- [PROBLEM DETAILS]:
Rewrite the data below, substituting "boundary" for every "outline" and keeping everything else the same. Leave the pictures out of your answer.

****************

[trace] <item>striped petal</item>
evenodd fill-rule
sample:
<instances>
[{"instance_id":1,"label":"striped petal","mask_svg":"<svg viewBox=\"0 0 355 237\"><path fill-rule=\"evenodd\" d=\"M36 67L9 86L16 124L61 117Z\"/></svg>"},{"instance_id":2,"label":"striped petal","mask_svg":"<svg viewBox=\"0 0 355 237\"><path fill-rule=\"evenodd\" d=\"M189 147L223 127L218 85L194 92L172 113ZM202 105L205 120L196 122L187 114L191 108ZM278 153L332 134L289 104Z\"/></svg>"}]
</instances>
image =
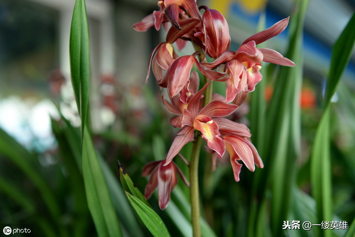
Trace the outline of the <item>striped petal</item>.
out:
<instances>
[{"instance_id":1,"label":"striped petal","mask_svg":"<svg viewBox=\"0 0 355 237\"><path fill-rule=\"evenodd\" d=\"M242 43L242 45L252 41L255 41L255 43L258 44L261 43L266 41L274 36L276 36L283 31L286 28L288 24L289 19L289 16L275 23L271 27L250 36L244 41L244 42Z\"/></svg>"},{"instance_id":2,"label":"striped petal","mask_svg":"<svg viewBox=\"0 0 355 237\"><path fill-rule=\"evenodd\" d=\"M261 68L261 66L255 64L252 67L248 69L246 75L248 92L251 92L255 90L255 86L262 79L263 75L259 71Z\"/></svg>"},{"instance_id":3,"label":"striped petal","mask_svg":"<svg viewBox=\"0 0 355 237\"><path fill-rule=\"evenodd\" d=\"M178 30L171 27L166 34L166 41L172 44L178 39L193 29L201 22L201 20L195 18L189 18L179 21L179 24L181 28Z\"/></svg>"},{"instance_id":4,"label":"striped petal","mask_svg":"<svg viewBox=\"0 0 355 237\"><path fill-rule=\"evenodd\" d=\"M259 49L264 55L263 61L264 62L291 67L296 66L295 63L292 61L285 58L280 53L274 50L266 48Z\"/></svg>"},{"instance_id":5,"label":"striped petal","mask_svg":"<svg viewBox=\"0 0 355 237\"><path fill-rule=\"evenodd\" d=\"M164 81L167 81L168 92L172 98L182 89L190 76L195 58L187 55L179 57L175 60L166 70Z\"/></svg>"},{"instance_id":6,"label":"striped petal","mask_svg":"<svg viewBox=\"0 0 355 237\"><path fill-rule=\"evenodd\" d=\"M263 56L261 51L255 46L255 41L250 41L243 44L238 49L233 59L239 59L243 62L261 63Z\"/></svg>"},{"instance_id":7,"label":"striped petal","mask_svg":"<svg viewBox=\"0 0 355 237\"><path fill-rule=\"evenodd\" d=\"M154 25L154 16L150 14L140 21L133 25L133 28L137 31L142 32Z\"/></svg>"},{"instance_id":8,"label":"striped petal","mask_svg":"<svg viewBox=\"0 0 355 237\"><path fill-rule=\"evenodd\" d=\"M225 134L233 134L242 137L251 136L250 131L242 123L236 123L225 118L214 118L219 131Z\"/></svg>"},{"instance_id":9,"label":"striped petal","mask_svg":"<svg viewBox=\"0 0 355 237\"><path fill-rule=\"evenodd\" d=\"M226 104L219 101L212 101L202 108L199 114L204 114L211 118L225 117L235 111L238 106L233 104Z\"/></svg>"},{"instance_id":10,"label":"striped petal","mask_svg":"<svg viewBox=\"0 0 355 237\"><path fill-rule=\"evenodd\" d=\"M193 131L195 130L193 127L186 126L178 133L173 141L169 151L168 152L166 159L164 165L169 164L184 146L193 140Z\"/></svg>"},{"instance_id":11,"label":"striped petal","mask_svg":"<svg viewBox=\"0 0 355 237\"><path fill-rule=\"evenodd\" d=\"M181 30L181 27L179 23L179 15L180 12L180 7L178 4L173 3L168 5L164 12L165 16L173 26L178 30Z\"/></svg>"},{"instance_id":12,"label":"striped petal","mask_svg":"<svg viewBox=\"0 0 355 237\"><path fill-rule=\"evenodd\" d=\"M160 162L158 162L158 163ZM144 197L146 199L148 199L151 197L158 186L158 172L159 167L159 165L158 164L152 171L148 183L146 186L146 189L144 190Z\"/></svg>"},{"instance_id":13,"label":"striped petal","mask_svg":"<svg viewBox=\"0 0 355 237\"><path fill-rule=\"evenodd\" d=\"M255 169L255 166L253 152L243 139L237 136L226 135L223 136L223 140L231 145L239 159L243 161L249 170L253 172Z\"/></svg>"},{"instance_id":14,"label":"striped petal","mask_svg":"<svg viewBox=\"0 0 355 237\"><path fill-rule=\"evenodd\" d=\"M218 11L202 6L206 11L202 17L205 32L206 52L214 58L218 58L226 50L230 38L227 21Z\"/></svg>"},{"instance_id":15,"label":"striped petal","mask_svg":"<svg viewBox=\"0 0 355 237\"><path fill-rule=\"evenodd\" d=\"M202 137L207 141L207 145L215 151L220 157L225 151L224 142L219 136L218 126L210 117L200 114L196 117L193 122L193 127L202 134Z\"/></svg>"},{"instance_id":16,"label":"striped petal","mask_svg":"<svg viewBox=\"0 0 355 237\"><path fill-rule=\"evenodd\" d=\"M162 163L162 165L163 163ZM162 210L165 209L168 206L170 200L170 194L173 187L172 186L174 183L175 184L176 183L176 174L175 172L174 165L173 163L170 163L165 166L159 166L158 172L158 192L159 207ZM175 177L174 177L174 176ZM174 183L173 181L175 181Z\"/></svg>"}]
</instances>

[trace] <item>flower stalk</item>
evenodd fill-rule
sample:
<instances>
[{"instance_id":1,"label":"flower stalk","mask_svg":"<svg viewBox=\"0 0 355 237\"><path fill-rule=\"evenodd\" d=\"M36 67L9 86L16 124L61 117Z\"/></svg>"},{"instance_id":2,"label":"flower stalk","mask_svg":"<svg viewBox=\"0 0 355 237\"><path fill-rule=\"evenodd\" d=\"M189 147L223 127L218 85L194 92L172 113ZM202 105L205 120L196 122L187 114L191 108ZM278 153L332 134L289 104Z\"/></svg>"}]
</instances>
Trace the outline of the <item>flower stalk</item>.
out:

****************

- [COMPLETE RESPONSE]:
[trace] <item>striped petal</item>
evenodd fill-rule
sample:
<instances>
[{"instance_id":1,"label":"striped petal","mask_svg":"<svg viewBox=\"0 0 355 237\"><path fill-rule=\"evenodd\" d=\"M36 67L9 86L16 124L61 117Z\"/></svg>"},{"instance_id":2,"label":"striped petal","mask_svg":"<svg viewBox=\"0 0 355 237\"><path fill-rule=\"evenodd\" d=\"M189 147L223 127L218 85L194 92L172 113ZM202 105L205 120L196 122L187 114L191 108ZM278 153L332 134L289 104Z\"/></svg>"}]
</instances>
image =
Trace the boundary of the <item>striped petal</item>.
out:
<instances>
[{"instance_id":1,"label":"striped petal","mask_svg":"<svg viewBox=\"0 0 355 237\"><path fill-rule=\"evenodd\" d=\"M242 43L242 45L252 41L255 41L255 43L258 44L261 43L266 41L274 36L276 36L283 31L286 28L288 24L289 19L289 16L275 23L271 27L250 36L244 41L244 42Z\"/></svg>"},{"instance_id":2,"label":"striped petal","mask_svg":"<svg viewBox=\"0 0 355 237\"><path fill-rule=\"evenodd\" d=\"M261 68L261 66L255 64L252 67L248 69L246 75L248 92L251 92L255 90L255 86L262 79L263 75L259 71Z\"/></svg>"},{"instance_id":3,"label":"striped petal","mask_svg":"<svg viewBox=\"0 0 355 237\"><path fill-rule=\"evenodd\" d=\"M178 30L171 27L166 34L166 41L172 44L178 39L193 29L201 22L201 20L195 18L189 18L179 21L179 24L181 28Z\"/></svg>"},{"instance_id":4,"label":"striped petal","mask_svg":"<svg viewBox=\"0 0 355 237\"><path fill-rule=\"evenodd\" d=\"M259 49L264 55L263 61L264 62L291 67L296 66L295 63L292 61L285 58L280 53L274 50L266 48Z\"/></svg>"},{"instance_id":5,"label":"striped petal","mask_svg":"<svg viewBox=\"0 0 355 237\"><path fill-rule=\"evenodd\" d=\"M164 81L167 81L168 92L172 98L182 89L190 76L195 58L187 55L179 57L175 60L166 70Z\"/></svg>"},{"instance_id":6,"label":"striped petal","mask_svg":"<svg viewBox=\"0 0 355 237\"><path fill-rule=\"evenodd\" d=\"M263 56L261 51L255 46L255 41L250 41L243 44L238 49L233 59L239 59L243 62L261 63Z\"/></svg>"},{"instance_id":7,"label":"striped petal","mask_svg":"<svg viewBox=\"0 0 355 237\"><path fill-rule=\"evenodd\" d=\"M154 25L154 16L150 14L140 21L133 25L133 28L137 31L142 32Z\"/></svg>"},{"instance_id":8,"label":"striped petal","mask_svg":"<svg viewBox=\"0 0 355 237\"><path fill-rule=\"evenodd\" d=\"M225 134L233 134L242 137L251 136L250 131L242 123L236 123L225 118L214 118L219 131Z\"/></svg>"},{"instance_id":9,"label":"striped petal","mask_svg":"<svg viewBox=\"0 0 355 237\"><path fill-rule=\"evenodd\" d=\"M226 104L219 101L212 101L202 108L199 114L204 114L211 118L225 117L235 111L238 106L233 104Z\"/></svg>"},{"instance_id":10,"label":"striped petal","mask_svg":"<svg viewBox=\"0 0 355 237\"><path fill-rule=\"evenodd\" d=\"M193 131L195 130L193 127L186 126L178 133L173 141L169 151L168 152L166 159L164 165L169 164L184 146L193 140Z\"/></svg>"},{"instance_id":11,"label":"striped petal","mask_svg":"<svg viewBox=\"0 0 355 237\"><path fill-rule=\"evenodd\" d=\"M181 30L181 27L179 23L179 15L180 12L180 7L178 4L173 3L168 5L164 12L165 16L173 26L178 30Z\"/></svg>"},{"instance_id":12,"label":"striped petal","mask_svg":"<svg viewBox=\"0 0 355 237\"><path fill-rule=\"evenodd\" d=\"M160 162L158 162L158 163ZM144 197L146 199L148 199L151 197L158 186L158 172L159 167L159 165L158 164L152 171L148 183L146 186L146 189L144 190Z\"/></svg>"},{"instance_id":13,"label":"striped petal","mask_svg":"<svg viewBox=\"0 0 355 237\"><path fill-rule=\"evenodd\" d=\"M255 169L255 166L253 152L243 139L237 136L226 135L223 136L223 140L231 145L239 159L243 161L249 170L253 172Z\"/></svg>"},{"instance_id":14,"label":"striped petal","mask_svg":"<svg viewBox=\"0 0 355 237\"><path fill-rule=\"evenodd\" d=\"M218 11L202 6L206 11L202 17L205 32L206 52L214 58L218 58L226 50L230 38L227 21Z\"/></svg>"},{"instance_id":15,"label":"striped petal","mask_svg":"<svg viewBox=\"0 0 355 237\"><path fill-rule=\"evenodd\" d=\"M202 137L207 141L207 145L215 151L220 157L225 151L224 142L219 136L218 126L210 117L200 114L196 117L193 122L193 127L202 134Z\"/></svg>"},{"instance_id":16,"label":"striped petal","mask_svg":"<svg viewBox=\"0 0 355 237\"><path fill-rule=\"evenodd\" d=\"M162 163L162 165L163 163ZM162 210L165 209L168 206L170 200L170 194L173 187L172 186L174 183L175 184L176 183L176 174L175 172L174 165L173 163L170 163L165 166L159 166L158 172L158 192L159 207ZM175 177L174 177L174 176ZM174 183L173 181L175 181Z\"/></svg>"}]
</instances>

[trace] <item>flower stalk</item>
evenodd fill-rule
sample:
<instances>
[{"instance_id":1,"label":"flower stalk","mask_svg":"<svg viewBox=\"0 0 355 237\"><path fill-rule=\"evenodd\" d=\"M36 67L9 86L16 124L61 117Z\"/></svg>"},{"instance_id":2,"label":"flower stalk","mask_svg":"<svg viewBox=\"0 0 355 237\"><path fill-rule=\"evenodd\" d=\"M189 147L223 127L218 85L194 92L172 113ZM202 105L205 120L196 122L187 114L191 108ZM278 153L332 134L289 104Z\"/></svg>"}]
</instances>
Trace the boundary of the <item>flower stalk</item>.
out:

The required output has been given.